- **What is needed**: Your task is to give the listing below back word for word, pictures excluded.

(Named object pointing entries)
━━━━━━━━━━━━━━━━━━━━━━━━━━━━━━

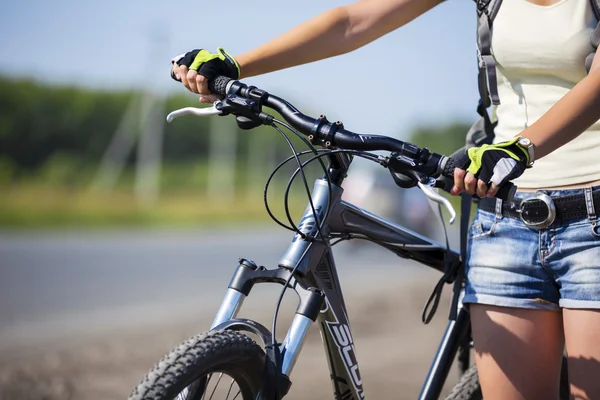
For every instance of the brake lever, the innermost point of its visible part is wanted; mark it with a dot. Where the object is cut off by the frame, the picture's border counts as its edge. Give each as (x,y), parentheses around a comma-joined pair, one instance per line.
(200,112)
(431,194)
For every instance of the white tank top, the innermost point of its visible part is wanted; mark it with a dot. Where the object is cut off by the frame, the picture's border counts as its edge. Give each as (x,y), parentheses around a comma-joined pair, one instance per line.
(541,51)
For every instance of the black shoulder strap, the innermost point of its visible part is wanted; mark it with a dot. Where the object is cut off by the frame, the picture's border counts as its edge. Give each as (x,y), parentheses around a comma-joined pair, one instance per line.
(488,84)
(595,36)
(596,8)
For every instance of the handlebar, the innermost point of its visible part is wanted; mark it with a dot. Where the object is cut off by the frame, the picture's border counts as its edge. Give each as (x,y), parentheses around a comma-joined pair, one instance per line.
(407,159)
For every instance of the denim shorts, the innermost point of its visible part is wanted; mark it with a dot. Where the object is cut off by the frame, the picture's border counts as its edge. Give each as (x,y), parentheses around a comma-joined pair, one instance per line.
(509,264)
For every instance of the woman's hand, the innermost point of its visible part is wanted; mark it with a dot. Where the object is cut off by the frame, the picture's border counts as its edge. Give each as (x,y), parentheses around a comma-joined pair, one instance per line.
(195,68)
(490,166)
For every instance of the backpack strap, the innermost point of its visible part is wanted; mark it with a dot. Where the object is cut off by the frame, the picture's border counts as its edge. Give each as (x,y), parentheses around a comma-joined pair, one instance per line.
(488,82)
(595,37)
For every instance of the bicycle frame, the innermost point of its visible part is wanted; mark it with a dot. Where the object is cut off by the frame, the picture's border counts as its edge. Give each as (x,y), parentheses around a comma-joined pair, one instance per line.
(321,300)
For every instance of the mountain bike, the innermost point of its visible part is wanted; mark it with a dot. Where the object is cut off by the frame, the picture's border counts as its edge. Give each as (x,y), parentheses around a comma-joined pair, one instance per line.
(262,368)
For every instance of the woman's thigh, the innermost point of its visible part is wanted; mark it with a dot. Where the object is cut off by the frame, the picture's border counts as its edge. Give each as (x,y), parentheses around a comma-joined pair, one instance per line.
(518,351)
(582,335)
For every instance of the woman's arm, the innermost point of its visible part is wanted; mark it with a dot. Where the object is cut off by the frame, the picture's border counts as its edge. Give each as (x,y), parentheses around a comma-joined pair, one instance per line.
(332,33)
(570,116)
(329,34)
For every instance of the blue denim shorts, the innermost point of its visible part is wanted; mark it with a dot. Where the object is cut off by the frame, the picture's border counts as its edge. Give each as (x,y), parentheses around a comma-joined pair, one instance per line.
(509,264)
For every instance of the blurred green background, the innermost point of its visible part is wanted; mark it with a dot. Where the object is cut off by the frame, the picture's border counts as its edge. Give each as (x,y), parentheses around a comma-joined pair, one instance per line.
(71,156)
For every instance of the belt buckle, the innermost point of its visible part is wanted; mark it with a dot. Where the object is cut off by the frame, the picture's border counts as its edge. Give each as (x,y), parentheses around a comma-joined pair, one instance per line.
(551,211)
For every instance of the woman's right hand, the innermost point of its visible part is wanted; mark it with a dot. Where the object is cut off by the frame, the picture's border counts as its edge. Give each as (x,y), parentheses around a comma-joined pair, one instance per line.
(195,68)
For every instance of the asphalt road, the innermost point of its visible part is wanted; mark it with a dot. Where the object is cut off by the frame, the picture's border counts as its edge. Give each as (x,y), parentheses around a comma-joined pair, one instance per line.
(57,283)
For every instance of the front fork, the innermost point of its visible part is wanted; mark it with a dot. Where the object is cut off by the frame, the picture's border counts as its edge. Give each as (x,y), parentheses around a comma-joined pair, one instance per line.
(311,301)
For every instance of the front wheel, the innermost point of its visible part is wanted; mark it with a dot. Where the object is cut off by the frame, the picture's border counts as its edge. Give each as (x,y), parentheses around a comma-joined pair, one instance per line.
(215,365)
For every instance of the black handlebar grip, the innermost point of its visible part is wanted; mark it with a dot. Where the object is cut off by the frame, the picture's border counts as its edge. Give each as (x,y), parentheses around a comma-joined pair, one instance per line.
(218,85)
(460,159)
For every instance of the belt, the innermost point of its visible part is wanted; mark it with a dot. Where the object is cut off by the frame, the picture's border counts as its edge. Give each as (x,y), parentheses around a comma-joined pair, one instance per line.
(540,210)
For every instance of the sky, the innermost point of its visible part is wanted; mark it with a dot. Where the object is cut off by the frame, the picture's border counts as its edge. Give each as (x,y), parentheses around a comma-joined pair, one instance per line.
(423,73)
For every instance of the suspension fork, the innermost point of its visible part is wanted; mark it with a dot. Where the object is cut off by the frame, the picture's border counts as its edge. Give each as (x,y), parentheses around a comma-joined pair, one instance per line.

━━━━━━━━━━━━━━━━━━━━━━━━━━━━━━

- **Expected answer**:
For every instance of the brake lever, the innermost point of its visible part is wanted; mark it with a dot. Where the object is cut off by the frame, the picture's border counts as its edge. Give each as (x,y), parentheses around a comma-joined pair, one instance per line.
(200,112)
(431,194)
For every instance of the white tank top, the innermost point of its visible part is wanted; mark it with a dot. Where the object is cut off by the frame, the picture's border counts as its edge. Give each as (x,y), parentheses around a comma-joined pair, one instance per line.
(541,51)
For every instance of the black shoulder strap, the innermost point of its visible part is wanted; mark it with a dot. Where the object is cut off by the frame, the picture's border counts as its edge. Give each as (x,y), parentheses around a comma-joined pair, one instance per line.
(488,84)
(595,36)
(596,8)
For every instance of the handlebar, the innermost point of its visible part is wanted; mark it with a dot. Where the object is cut off by the frame, the picture's border counts as its edge. Give each as (x,y), parentheses around a comma-joined pair, one instance per line.
(407,159)
For every instance of the denim shorts, the innermost point of its visible part is wanted; mark it with a dot. Where the object is cut off by the frame, the picture's border counts as its edge. Give each as (x,y), parentheses around a comma-joined pair, one instance per line.
(509,264)
For every instance of the woman's hand, the innermost point of its visible part is wanted; mark it with a dot. Where the object is cut off by the frame, the picture's border counts as its edge. Give each as (x,y), parentheses around a comma-joined pair, one instance per line.
(195,68)
(490,166)
For every instance of the backpack strap, the innermost point of its visible part is wanted; mark it with a dot. Where the object is cut off by the frame, the picture's border counts as its edge. Give each as (x,y), parentheses around a comma-joined pair, one instance per line.
(488,82)
(595,37)
For every instance of the bicycle frame, the innermost point of its visible part is wanted; mark it with a dot. Where the object is cut off by the frame, the picture's border counts as its edge. Give each as (x,y), parentheses around a comma-joined pair, one instance per line.
(321,300)
For every instance of the mountain bike, the innermost point of its visible part is wanted; mark it with a dot. Where the object is cut off by the frame, the picture's border counts as its edge. Give each as (x,y), parentheses around a comma-joined pair, one instance per line.
(262,368)
For every instance of the woman's thigh, the innermost point of its visible part is wanted; mark it with a dot. Where the object is cut off by the frame, the picture's border counts as its edge. Give each as (x,y), parentheses around a comma-joined pair, one instance per line.
(518,351)
(582,335)
For every instance of the woman's arm, the innermost point of its visible part is wanted; mark it with a dot. Where the object is cut off by the frame, the picture's border counts as its edge. Give each as (x,y), parentheses around a comma-joined pair, one instance per line.
(332,33)
(570,116)
(329,34)
For every instance of the blue denim shorts, the innermost point of its visible part is wanted; mark it with a dot. Where the object is cut off by the frame, the picture's border counts as its edge. Give each as (x,y), parentheses around a comma-joined pair, one instance per line.
(509,264)
For every instance of the blurred green background, the innermost point of its visible part is wanted; mark it with a dot. Where the object is cut off by the frame, the picture's border counts as its edge. Give each as (x,y), parentheses around a comma-joined pair, one instance per line.
(71,156)
For every instance of the belt buckle, the innermost point of its visible part is wanted; mark it with a dot. Where the object is cut off by the frame, the picture's border counts as its edge. Give each as (x,y), parentheses around a comma-joined pair, one instance per line.
(551,211)
For every instance of the woman's right hand, the innermost point of its visible part is wanted; mark it with a dot. Where the object is cut off by the frame, the picture's border counts as its edge. Give each as (x,y), parentheses around a comma-joined pair, one instance per line.
(195,68)
For every instance of the asphalt road, the innermost point of its visible part is wanted; mark it with a dot. Where the object is cut off by the frame, the picture's border counts as its edge. Give each as (x,y), parentheses around a comma-joined pair, one instance per line.
(57,283)
For every instance of the front fork, the innermost point of its visible part is wanted; mark it with a dot. Where the object is cut off by the frame, the picture's border counts as its edge. Give each as (x,y), parentheses around a comma-joined pair, one instance per line.
(311,301)
For every instance of the front wheel, the innermost point of its visible part is wanted; mark it with a dot. Where the object is cut off by the frame, the picture's border counts as its edge. Give each as (x,y), parentheses around a comma-joined pair, one instance per line.
(215,365)
For every instance of the black handlebar grip, the innermost point of its visible part is wanted; mark it with a dot. Where the object is cut off by the frame, the picture's border counts as its edge. Give each as (x,y), parentheses around a comma-joined pair, one instance per line.
(218,85)
(460,159)
For every instance of the belt, the innermost point of its visible part is wanted; mark it with a dot. Where the object is cut off by the frame, the picture's border counts as its edge. Give each as (x,y), parentheses around a comma-joined pair, one instance per line.
(540,210)
For every instance of the sky, the innermost point of its visible part is wanted; mark it with a dot. Where the object is cut off by the frame, the picture's border counts as its edge. Give each as (x,y), parentheses around a comma-joined pair, one instance per line.
(423,73)
For every instance of the suspension fork, the innermost point of its visible part is wanted; mark it with a dot. Where the object is cut off by the frame, the picture's border counts as its edge. Give each as (x,y), parentheses around a comma-joined pair, one instance per line.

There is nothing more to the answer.